• _Task objective_
Copy out each line in the listing below that contains the word "hijab".

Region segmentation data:
— Start —
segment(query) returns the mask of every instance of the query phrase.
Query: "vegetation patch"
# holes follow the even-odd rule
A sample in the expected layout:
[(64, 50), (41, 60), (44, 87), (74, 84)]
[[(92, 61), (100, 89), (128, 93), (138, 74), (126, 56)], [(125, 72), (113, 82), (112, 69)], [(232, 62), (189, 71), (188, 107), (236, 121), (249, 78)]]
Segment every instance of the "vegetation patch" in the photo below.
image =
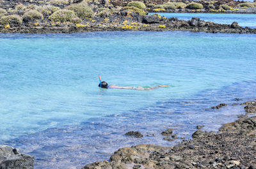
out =
[(146, 8), (146, 6), (145, 4), (142, 2), (140, 1), (132, 1), (128, 3), (127, 4), (128, 6), (134, 6), (140, 9), (145, 9)]
[(174, 3), (177, 9), (184, 9), (186, 8), (186, 4), (183, 3)]
[(68, 10), (60, 10), (54, 12), (49, 19), (52, 22), (70, 22), (74, 24), (79, 24), (82, 20), (78, 18), (73, 11)]
[(146, 13), (143, 10), (138, 8), (137, 7), (135, 6), (125, 6), (124, 7), (124, 9), (133, 11), (134, 13), (142, 15), (146, 15)]
[(109, 8), (99, 8), (97, 11), (97, 15), (99, 16), (108, 16), (112, 14)]
[(241, 3), (238, 4), (238, 6), (239, 7), (255, 7), (256, 6), (256, 3)]
[(15, 6), (16, 10), (25, 10), (27, 8), (27, 6), (22, 4), (20, 4)]
[(153, 10), (154, 11), (165, 11), (164, 8), (156, 8)]
[(164, 9), (176, 9), (176, 6), (173, 3), (167, 3), (166, 4), (164, 4), (163, 6), (164, 6)]
[(68, 0), (51, 0), (50, 4), (55, 6), (64, 6), (69, 4)]
[(93, 11), (85, 3), (72, 4), (67, 6), (66, 9), (73, 11), (81, 19), (93, 17)]
[(186, 6), (186, 8), (190, 10), (197, 10), (197, 9), (202, 9), (204, 8), (204, 6), (202, 4), (200, 3), (191, 3)]
[(53, 5), (47, 4), (38, 6), (36, 10), (41, 12), (44, 16), (49, 16), (52, 14), (54, 11), (60, 10), (60, 7), (57, 7)]
[(23, 15), (23, 18), (27, 18), (28, 20), (40, 20), (42, 19), (43, 17), (43, 14), (40, 13), (39, 11), (36, 10), (30, 10), (28, 11), (26, 11), (24, 15)]
[(0, 23), (3, 26), (10, 24), (20, 25), (22, 22), (21, 17), (17, 15), (3, 16), (0, 18)]
[(148, 7), (149, 7), (149, 8), (154, 8), (154, 6), (155, 5), (152, 3), (150, 3), (148, 4)]
[(229, 6), (228, 5), (227, 5), (227, 4), (221, 4), (220, 6), (220, 7), (225, 10), (231, 10), (231, 6)]
[(154, 8), (157, 9), (157, 8), (164, 8), (164, 6), (163, 4), (156, 4), (154, 6)]
[(0, 18), (7, 14), (7, 11), (4, 9), (0, 8)]

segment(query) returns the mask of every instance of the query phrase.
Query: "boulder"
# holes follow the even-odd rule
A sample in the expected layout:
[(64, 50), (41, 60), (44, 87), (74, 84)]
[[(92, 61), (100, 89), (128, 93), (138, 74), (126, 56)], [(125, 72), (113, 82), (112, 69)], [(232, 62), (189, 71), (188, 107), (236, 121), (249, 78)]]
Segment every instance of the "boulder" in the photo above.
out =
[(189, 25), (191, 26), (198, 26), (199, 25), (200, 18), (193, 17), (189, 22)]
[(133, 136), (137, 138), (141, 138), (143, 136), (143, 135), (140, 131), (133, 131), (126, 133), (125, 135)]
[(232, 23), (231, 24), (231, 28), (237, 28), (239, 27), (239, 25), (238, 24), (238, 23), (237, 22), (234, 22), (233, 23)]
[(158, 15), (145, 15), (143, 17), (142, 19), (142, 22), (145, 24), (158, 24), (160, 22), (160, 18), (158, 17)]
[(1, 169), (32, 169), (34, 157), (22, 154), (16, 149), (8, 145), (0, 145)]
[(166, 135), (172, 135), (173, 133), (173, 129), (172, 128), (168, 128), (168, 129), (162, 132), (162, 135), (166, 136)]

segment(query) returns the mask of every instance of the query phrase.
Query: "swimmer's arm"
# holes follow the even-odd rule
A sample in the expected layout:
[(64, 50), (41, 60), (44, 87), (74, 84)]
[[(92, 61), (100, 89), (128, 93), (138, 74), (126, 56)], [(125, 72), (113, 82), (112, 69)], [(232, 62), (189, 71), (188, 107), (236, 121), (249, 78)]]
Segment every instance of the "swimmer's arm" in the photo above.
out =
[(109, 88), (111, 88), (111, 89), (133, 89), (133, 87), (123, 87), (123, 86), (118, 86), (118, 85), (109, 85)]
[(169, 87), (168, 85), (159, 85), (158, 86), (155, 86), (155, 87), (138, 87), (137, 90), (141, 90), (141, 91), (151, 91), (154, 90), (156, 89), (158, 89), (160, 87)]

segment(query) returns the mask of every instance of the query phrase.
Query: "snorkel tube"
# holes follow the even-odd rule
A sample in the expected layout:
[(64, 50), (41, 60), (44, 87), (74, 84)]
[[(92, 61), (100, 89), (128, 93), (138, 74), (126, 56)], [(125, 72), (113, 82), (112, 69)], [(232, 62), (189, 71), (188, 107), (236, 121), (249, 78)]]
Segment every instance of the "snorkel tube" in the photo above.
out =
[(101, 87), (101, 78), (99, 77), (99, 79), (100, 80), (100, 87)]

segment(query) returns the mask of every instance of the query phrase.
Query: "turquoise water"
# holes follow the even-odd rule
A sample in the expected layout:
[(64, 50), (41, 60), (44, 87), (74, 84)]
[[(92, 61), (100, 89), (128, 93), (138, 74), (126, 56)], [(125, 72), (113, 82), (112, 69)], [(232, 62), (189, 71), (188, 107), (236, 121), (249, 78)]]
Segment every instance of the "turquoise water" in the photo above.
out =
[[(209, 108), (255, 96), (255, 41), (179, 31), (1, 34), (0, 143), (35, 156), (36, 168), (70, 168), (124, 146), (173, 145), (159, 135), (170, 126), (179, 137), (198, 124), (217, 131), (243, 108)], [(102, 89), (99, 75), (109, 84), (170, 86)], [(159, 137), (125, 137), (130, 130)]]
[(228, 13), (157, 13), (167, 18), (177, 17), (185, 20), (192, 17), (199, 17), (200, 20), (218, 24), (231, 24), (237, 22), (242, 27), (256, 28), (256, 14), (228, 14)]

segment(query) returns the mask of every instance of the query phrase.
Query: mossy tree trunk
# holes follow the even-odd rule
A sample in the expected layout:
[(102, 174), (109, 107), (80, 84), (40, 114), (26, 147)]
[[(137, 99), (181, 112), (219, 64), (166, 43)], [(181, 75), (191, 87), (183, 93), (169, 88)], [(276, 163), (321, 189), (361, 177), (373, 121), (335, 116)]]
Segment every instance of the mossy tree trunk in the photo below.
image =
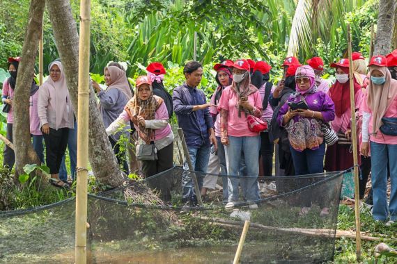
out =
[(377, 30), (375, 38), (373, 55), (385, 56), (391, 51), (393, 42), (393, 28), (396, 0), (380, 0), (377, 16)]
[[(77, 113), (79, 35), (77, 26), (72, 14), (70, 1), (47, 0), (47, 6), (54, 29), (56, 47), (65, 69), (72, 104), (75, 113)], [(106, 135), (92, 88), (89, 96), (88, 127), (89, 160), (95, 177), (102, 183), (112, 187), (122, 185), (125, 178)]]
[(14, 139), (15, 174), (17, 175), (24, 173), (23, 167), (26, 164), (40, 165), (40, 161), (31, 144), (29, 97), (34, 76), (34, 65), (38, 42), (42, 34), (41, 28), (45, 7), (45, 0), (31, 1), (21, 61), (18, 67), (17, 85), (13, 102), (14, 113), (13, 138)]

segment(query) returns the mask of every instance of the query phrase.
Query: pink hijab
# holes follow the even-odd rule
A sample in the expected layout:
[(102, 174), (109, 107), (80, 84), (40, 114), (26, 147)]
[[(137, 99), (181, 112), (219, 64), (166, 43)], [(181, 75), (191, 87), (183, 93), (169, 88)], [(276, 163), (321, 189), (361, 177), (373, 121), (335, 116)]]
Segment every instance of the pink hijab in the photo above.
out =
[(307, 93), (311, 93), (314, 92), (314, 88), (316, 87), (316, 81), (314, 79), (314, 69), (309, 65), (303, 65), (298, 67), (297, 71), (295, 72), (295, 78), (309, 78), (310, 80), (310, 88), (307, 90), (301, 90), (299, 88), (297, 83), (296, 83), (296, 90), (302, 95)]
[(118, 89), (125, 94), (127, 99), (130, 100), (132, 97), (132, 94), (131, 90), (130, 90), (130, 85), (128, 85), (125, 72), (116, 66), (107, 66), (104, 69), (104, 74), (107, 69), (110, 74), (111, 83), (107, 87), (106, 91), (111, 89)]

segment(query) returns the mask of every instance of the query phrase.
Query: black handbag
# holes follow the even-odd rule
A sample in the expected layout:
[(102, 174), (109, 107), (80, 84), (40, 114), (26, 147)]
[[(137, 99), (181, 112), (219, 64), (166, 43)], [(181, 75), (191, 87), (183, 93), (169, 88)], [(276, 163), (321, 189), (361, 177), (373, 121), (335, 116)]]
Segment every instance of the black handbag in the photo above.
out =
[(136, 147), (135, 156), (138, 160), (157, 160), (157, 149), (154, 144), (139, 144)]
[(397, 135), (397, 117), (382, 117), (380, 132), (387, 135)]
[(10, 110), (11, 110), (11, 105), (8, 104), (4, 104), (2, 110), (3, 113), (8, 113), (10, 112)]

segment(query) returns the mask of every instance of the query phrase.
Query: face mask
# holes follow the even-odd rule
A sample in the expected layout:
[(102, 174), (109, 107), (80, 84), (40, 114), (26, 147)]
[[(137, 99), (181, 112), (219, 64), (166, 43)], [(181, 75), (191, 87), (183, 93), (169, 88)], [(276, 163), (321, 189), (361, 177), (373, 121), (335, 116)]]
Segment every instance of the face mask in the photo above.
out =
[(336, 80), (341, 83), (345, 83), (349, 81), (349, 74), (335, 74)]
[(11, 76), (13, 76), (13, 78), (14, 78), (14, 79), (17, 78), (17, 72), (8, 71), (8, 72), (10, 73), (10, 75), (11, 75)]
[(317, 85), (319, 85), (320, 83), (321, 83), (321, 79), (322, 79), (322, 78), (321, 78), (320, 76), (319, 76), (318, 75), (316, 75), (316, 76), (314, 76), (314, 80), (316, 81), (316, 84)]
[(243, 73), (242, 74), (233, 74), (233, 81), (235, 83), (241, 83), (242, 81), (242, 80), (244, 80), (245, 76), (247, 76), (247, 72), (245, 72), (244, 73)]
[(386, 78), (384, 76), (383, 76), (383, 77), (371, 76), (371, 81), (374, 84), (380, 85), (380, 84), (384, 83), (384, 82), (386, 81)]

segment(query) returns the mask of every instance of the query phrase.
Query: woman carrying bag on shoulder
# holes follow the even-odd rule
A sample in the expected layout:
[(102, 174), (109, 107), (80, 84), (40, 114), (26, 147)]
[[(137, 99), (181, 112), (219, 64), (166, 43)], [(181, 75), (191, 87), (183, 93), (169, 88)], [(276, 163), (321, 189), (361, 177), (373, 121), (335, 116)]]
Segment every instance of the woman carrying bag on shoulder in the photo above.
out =
[[(173, 133), (169, 124), (166, 106), (162, 99), (153, 94), (150, 79), (147, 76), (139, 76), (136, 85), (134, 97), (106, 132), (111, 135), (121, 125), (132, 121), (139, 135), (135, 154), (142, 161), (142, 170), (147, 178), (173, 167)], [(163, 200), (170, 201), (169, 184), (166, 180), (166, 176), (159, 177), (155, 184), (152, 181), (150, 185), (161, 191)]]
[[(371, 145), (373, 217), (389, 225), (397, 220), (397, 81), (391, 79), (385, 57), (375, 56), (369, 64), (370, 82), (362, 104), (363, 142), (361, 154), (368, 156)], [(387, 205), (387, 161), (391, 192)]]

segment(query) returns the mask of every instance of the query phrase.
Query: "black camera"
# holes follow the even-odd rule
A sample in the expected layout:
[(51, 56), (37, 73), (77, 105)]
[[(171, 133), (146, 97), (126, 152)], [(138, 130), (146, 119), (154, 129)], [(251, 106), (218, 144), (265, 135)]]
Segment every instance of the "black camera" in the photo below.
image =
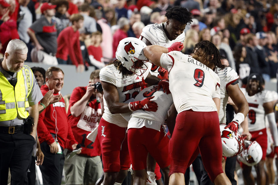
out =
[(103, 91), (103, 89), (102, 88), (102, 86), (100, 82), (98, 82), (92, 85), (92, 86), (95, 86), (95, 88), (99, 92), (102, 92)]

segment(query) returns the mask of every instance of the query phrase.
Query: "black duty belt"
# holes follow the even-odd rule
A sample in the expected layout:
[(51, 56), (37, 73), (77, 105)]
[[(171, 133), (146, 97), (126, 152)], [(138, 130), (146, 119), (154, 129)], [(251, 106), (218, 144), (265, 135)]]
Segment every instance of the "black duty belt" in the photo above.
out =
[(11, 127), (0, 126), (0, 133), (12, 134), (23, 131), (23, 125)]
— End —
• _Answer to this task_
Query: pink hijab
Segment every instance of the pink hijab in the photo above.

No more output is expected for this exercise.